■ やること:
下の腕立て伏せの解説を読み、次の問いに答えなさい。
(a) ナロースタンスでメインに鍛えられる筋肉は何か。
(b) クラッププッシュアップで負荷が高くなるのはどんなときか。
(c) デクライン(decline)は英語で何という意味か。

■ 文書本文:
+++++

ナロースタンスプッシュアップの効果は、効く筋肉がワイドと逆になって上腕三頭筋(二の腕)を鍛えやすくなるってこと。
腕立て伏せ | メイン筋肉 | サブ筋肉 |
ワイドスタンス | 大胸筋(胸) | 上腕三頭筋(二の腕) |
ナロースタンス | 上腕三頭筋(二の腕) | 大胸筋(胸) |
胸板が欲しい(バストアップしたい)ならワイド、二の腕を引き締めたいならナローを選んで、自分好みにボディメイクしよう。
やり方(手順)は、ノーマルな腕立て伏せのスタンスを狭くしただけなので、ワイド同様に応用しやすいぞ。
クラッププッシュアップ(クラップ腕立て伏せ)
道具を使わない自重系腕立て伏せの中で、イチバン辛い(かもしれない)クラップは、空中?で手をパンッとたたく腕立て伏せ。
曲げた腕(ヒジ)を勢いよく伸ばして跳ね、床から手を離してクラップ(叩く)し、また手を床につけるを繰り返す、スピーディーかつアグレッシブな腕立て伏せだ。
高く飛ぶほど負荷が高いが、筋力が必要なので、自信がついてきたころにチャレンジしてみよう。
スタンスは、ノーマル・ワイド・ナローのどれでもOKなので、鍛えたい筋肉に合わせることができるぞ。
他の腕立て伏せがじわじわと負荷をかける(科学的ストレス)トレーニングならば、クラップは瞬時に負荷をかけて(物理的ストレス)筋繊維を破壊することを目的としているんだ。
デクラインプッシュアップ
デクライン(decline)とは、英語で「低下」の意味。
脚よりもカラダを低く沈みこませる腕立て伏せを「デクラインプッシュアップ」と呼ぶ。

+++++

■ 利用できる資料:
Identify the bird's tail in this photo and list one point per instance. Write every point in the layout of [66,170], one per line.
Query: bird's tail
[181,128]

+++++

■ 解答は以下:
(a) 上腕三頭筋(二の腕)
(b) 高く飛ぶほど負荷が高くなる。
(c) 「低下」